**EXTRACT PROVIDED**
* START *
Yeah, yeah. 100%. And I think it’s just really good to get that out of the way that, you know, working with an agency is more expensive. You can try and do it yourself. You can try and cheapen out a little bit. But there are some pros and cons to that as well. So I think it’s good to just know that upfront. And what I like about the way this was based on an article, that you had written, there’s different sort of categories or reasons why people work with agencies and there’s pros and cons to each. So if it’s okay, I thought we might just break those down and talk through them. First one being expertise. And so you had mentioned that the pro of the expertise of an agency is that they’re going to have better writers on staff. They’re going to have subject matter experts. So do you wanna talk about that quickly?

Brad: (04:20)

Yeah, for sure. Especially if we’re talking about a specialty. So that’s another key thing here is number one, the agencies should have more better writers in general than you typically have access to. That includes, depending on how big the agency is, that includes if you have hired freelancers in the past. So even if you have like your little little freelance team of three writers, the agency should have like dozens of writers they’ve worked with. So not only should they be better at writing, but then the actual subject matter expertise too. They should also give you a more broad view. This always makes me laugh when I see like a job posting and this company is super obscure and what they do is super specific and they’re like, we’re going to hire a writer in Denver, Colorado that has to have these qualifications. And it’s like, yeah, good luck finding that one unicorn person with all these random skills and experiences, like you’re never going to find it. And so that’s, that’s what an agency gives you is the ability to say, okay, we’re looking for this random thing. And the agency makes it happen. That’s generally what they excel at.
* END *
**PROMPT**
Extend the transcript about working with an agency, picking up right after its last sentence.

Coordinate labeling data
* START *
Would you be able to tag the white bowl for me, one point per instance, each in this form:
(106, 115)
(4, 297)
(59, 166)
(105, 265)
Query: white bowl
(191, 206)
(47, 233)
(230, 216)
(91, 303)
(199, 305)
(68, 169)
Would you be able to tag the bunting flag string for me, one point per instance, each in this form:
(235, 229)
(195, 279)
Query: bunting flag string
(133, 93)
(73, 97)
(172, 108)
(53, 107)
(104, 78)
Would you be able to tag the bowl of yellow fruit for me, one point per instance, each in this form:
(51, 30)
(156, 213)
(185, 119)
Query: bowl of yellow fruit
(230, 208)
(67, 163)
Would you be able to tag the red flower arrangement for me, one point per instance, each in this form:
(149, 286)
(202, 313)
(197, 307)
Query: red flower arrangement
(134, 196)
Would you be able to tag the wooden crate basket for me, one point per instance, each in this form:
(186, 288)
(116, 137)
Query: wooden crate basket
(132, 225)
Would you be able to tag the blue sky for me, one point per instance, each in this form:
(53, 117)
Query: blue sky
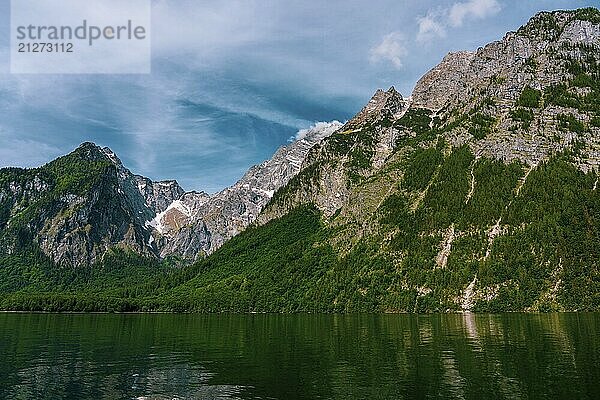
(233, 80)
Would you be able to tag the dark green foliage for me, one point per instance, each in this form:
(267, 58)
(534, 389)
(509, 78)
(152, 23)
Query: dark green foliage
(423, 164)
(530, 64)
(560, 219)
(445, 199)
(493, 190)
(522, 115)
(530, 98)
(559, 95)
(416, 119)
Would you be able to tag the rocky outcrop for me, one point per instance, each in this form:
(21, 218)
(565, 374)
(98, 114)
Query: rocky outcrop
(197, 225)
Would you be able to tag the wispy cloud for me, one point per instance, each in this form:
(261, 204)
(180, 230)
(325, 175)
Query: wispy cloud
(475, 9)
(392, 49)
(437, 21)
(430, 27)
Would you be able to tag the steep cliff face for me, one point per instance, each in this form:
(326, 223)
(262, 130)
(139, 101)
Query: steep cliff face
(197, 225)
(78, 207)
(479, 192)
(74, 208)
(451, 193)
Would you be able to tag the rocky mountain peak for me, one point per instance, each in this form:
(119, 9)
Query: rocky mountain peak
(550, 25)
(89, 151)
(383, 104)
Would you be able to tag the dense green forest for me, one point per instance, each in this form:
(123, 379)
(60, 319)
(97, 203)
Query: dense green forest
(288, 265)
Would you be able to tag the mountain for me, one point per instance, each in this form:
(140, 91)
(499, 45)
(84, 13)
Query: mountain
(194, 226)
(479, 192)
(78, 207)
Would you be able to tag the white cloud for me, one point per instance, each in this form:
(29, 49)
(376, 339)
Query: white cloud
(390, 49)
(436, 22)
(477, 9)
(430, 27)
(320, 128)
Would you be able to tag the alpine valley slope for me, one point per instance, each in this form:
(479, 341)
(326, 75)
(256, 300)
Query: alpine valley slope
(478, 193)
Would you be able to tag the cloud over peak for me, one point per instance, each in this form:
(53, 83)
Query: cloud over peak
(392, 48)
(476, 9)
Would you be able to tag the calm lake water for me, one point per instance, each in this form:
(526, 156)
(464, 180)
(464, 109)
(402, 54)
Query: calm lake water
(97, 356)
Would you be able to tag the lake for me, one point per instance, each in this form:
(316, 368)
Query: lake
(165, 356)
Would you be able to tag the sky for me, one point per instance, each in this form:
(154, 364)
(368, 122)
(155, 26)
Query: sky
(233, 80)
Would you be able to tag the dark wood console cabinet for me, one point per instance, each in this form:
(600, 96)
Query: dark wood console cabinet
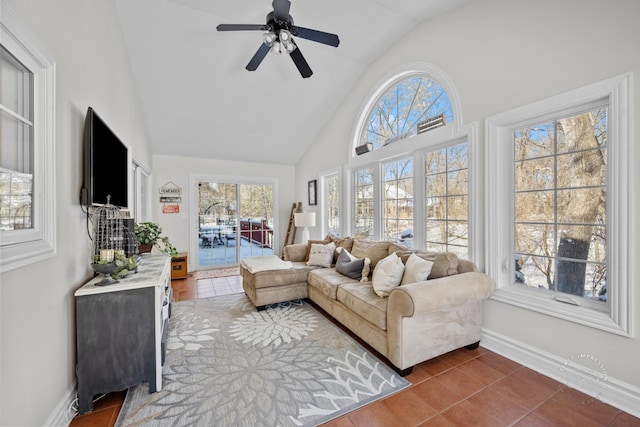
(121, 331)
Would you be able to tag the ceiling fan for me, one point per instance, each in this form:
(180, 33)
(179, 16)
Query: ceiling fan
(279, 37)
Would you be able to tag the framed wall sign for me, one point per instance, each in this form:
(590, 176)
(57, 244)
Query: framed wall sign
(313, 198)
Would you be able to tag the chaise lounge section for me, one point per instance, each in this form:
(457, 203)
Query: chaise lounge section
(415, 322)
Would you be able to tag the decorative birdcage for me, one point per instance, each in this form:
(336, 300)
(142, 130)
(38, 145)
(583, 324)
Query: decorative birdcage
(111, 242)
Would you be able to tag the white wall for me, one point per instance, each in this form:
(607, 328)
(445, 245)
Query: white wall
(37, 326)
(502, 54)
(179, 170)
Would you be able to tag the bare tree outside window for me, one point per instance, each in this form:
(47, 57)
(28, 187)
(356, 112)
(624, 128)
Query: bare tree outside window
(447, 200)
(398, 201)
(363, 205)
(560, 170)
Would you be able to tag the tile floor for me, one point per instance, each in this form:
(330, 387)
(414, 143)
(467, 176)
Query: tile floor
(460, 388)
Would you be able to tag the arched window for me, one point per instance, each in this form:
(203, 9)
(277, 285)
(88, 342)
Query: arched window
* END *
**SOLVED EXERCISE**
Daniel: (05:20)

Yeah. Yeah. So in terms of expertise, that’s one of the advantages if you’d like, is that they typically have that subject matter expertise or they have experienced writers. On the downside though with some agencies, you had mentioned that you know, if they’re more of like a full-service agency where they do SEO, they do website design, they do email marketing. Sometimes that’s kind of a red flag that they might not be as, as you know, well versed in subjects that you need them to write on.

Brad: (05:44)

Yeah. If an agency bills itself as full service and they have less than a hundred people, they’re full of shit. And what I mean is they’re doing of those services really, really poorly. The other half they’re probably doing okay. And this is coming from someone who’s tried to do that. It’s impossible to do a bunch of diverse services for a wide client base and do them all well and not have at least a team of five or 10 people in each department. Like, it’s impossible. It’s literally impossible. And so that’s a huge red flag to watch out for is even if they do content things, for example, content marketing in a specific space, do they also specialize in your vertical or do they have similar types of experiences in your vertical? Because even that becomes a problem and a challenge. And so for example, when we started working in finance, we had to build a full team of finance writers.

Brad: (06:42)

So it wasn’t like, it wasn’t like our SaaS writers doing finance work because that would be bad. That work would not be very good. And so we had to go out and build a team of finance writers just for that vertical. The same goes for cyber security. We have to go find experts in that field and put together a team before we could ever offer it as a service. And so if you’re looking at a quote unquote full-service agency who does a lot of these things are not related to. So like if someone’s good at branding, it doesn’t mean they’re any good SEO or vice versa, like completely different skill sets. They’re both marketing but being good at one does not help you with the other. So you need completely different people to do those things. Even SEO, because it’s so complex, you can break it down to the technical SEO on-page, contents, off-page, link-building, PR, like these are all little subsets and just because you’re good at one of those, just cause you’re good at technical SEO doesn’t mean you’re gonna be good at content.

Brad: (07:37)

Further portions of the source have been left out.